*Rows*:

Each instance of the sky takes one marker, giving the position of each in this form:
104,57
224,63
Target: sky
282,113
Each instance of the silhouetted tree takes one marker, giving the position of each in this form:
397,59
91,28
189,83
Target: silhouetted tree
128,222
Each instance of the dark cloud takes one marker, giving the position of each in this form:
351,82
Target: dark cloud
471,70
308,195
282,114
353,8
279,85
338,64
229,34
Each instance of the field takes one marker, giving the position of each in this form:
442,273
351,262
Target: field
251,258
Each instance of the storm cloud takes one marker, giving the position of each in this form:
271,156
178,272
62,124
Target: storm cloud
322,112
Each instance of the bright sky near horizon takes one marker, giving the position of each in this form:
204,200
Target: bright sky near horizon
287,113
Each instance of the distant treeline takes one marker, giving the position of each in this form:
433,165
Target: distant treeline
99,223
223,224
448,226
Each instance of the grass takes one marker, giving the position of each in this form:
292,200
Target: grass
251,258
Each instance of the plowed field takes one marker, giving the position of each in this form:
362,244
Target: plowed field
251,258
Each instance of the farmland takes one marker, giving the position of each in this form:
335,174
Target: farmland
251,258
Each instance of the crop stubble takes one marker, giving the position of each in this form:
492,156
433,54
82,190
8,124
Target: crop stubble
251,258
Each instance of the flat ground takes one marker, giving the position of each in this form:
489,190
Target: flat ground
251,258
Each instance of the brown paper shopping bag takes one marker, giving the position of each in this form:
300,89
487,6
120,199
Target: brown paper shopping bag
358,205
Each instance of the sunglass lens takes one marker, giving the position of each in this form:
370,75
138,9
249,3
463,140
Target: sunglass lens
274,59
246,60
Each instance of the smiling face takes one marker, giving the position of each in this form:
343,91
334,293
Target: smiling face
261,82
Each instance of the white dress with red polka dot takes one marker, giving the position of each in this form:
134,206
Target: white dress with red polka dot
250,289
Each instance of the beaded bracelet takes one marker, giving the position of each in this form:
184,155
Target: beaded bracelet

*What to produce*:
Rewrite all of the records above, replacing every "Target" with "Object" and leaving everything else unchanged.

*Answer to the exercise*:
Each instance of the sky takes one marker, giving the position of each in this form:
104,57
224,63
Object: sky
282,113
Each instance of the silhouetted tree takes one marker, giving the position of each in this form:
397,59
91,28
189,83
Object: silhouetted tree
128,222
Each instance of the dark cloud takes one marker, giving the position of each in this form:
351,82
Object: dark cloud
471,70
308,195
282,114
353,8
279,85
338,64
229,34
Each instance of the field takes one marker, giving the position of each in this form:
442,273
351,262
Object: field
251,258
Each instance of the storm cloud takes one marker, giving the position of each in this form:
271,156
178,272
62,124
Object: storm cloud
322,112
Each instance of the bright sky near horizon takes one marker, giving the position of each in this form:
204,200
Object: bright sky near horizon
287,113
Each instance of the distant treeline takes one marker, giving the position of each in this form:
433,165
Object: distant treeline
99,223
223,224
448,226
Each instance of the grass takes one marker, giving the position of each in this form:
292,200
Object: grass
251,258
Each instance of the plowed field takes one marker, giving the position of each in this form:
362,244
Object: plowed field
251,258
Each instance of the farmland takes one marker, giving the position of each in this form:
335,174
Object: farmland
251,258
Each instance of the crop stubble takes one marker, giving the position of each in this form:
492,156
433,54
82,190
8,124
Object: crop stubble
251,258
Each instance of the flat ground takes one marker, giving the position of each in this form:
489,190
Object: flat ground
251,258
Each instance of the brown paper shopping bag takes one marker, giving the position of each in this form:
300,89
487,6
120,199
Object: brown paper shopping bag
358,205
Each instance of the sunglass lens takes one marker, giving the position of each in this form:
370,75
138,9
249,3
463,140
Object: sunglass lens
274,59
246,60
Each instance of the smiling face takes one marker, giving the position of each in this form:
343,91
334,293
Object: smiling face
261,82
Each instance of the white dress with red polka dot takes one marker, giving the position of each in this form:
134,206
Object: white dress with red polka dot
250,289
Each instance of the beaded bracelet takes one marker, giving the position of each in this form:
184,155
Object: beaded bracelet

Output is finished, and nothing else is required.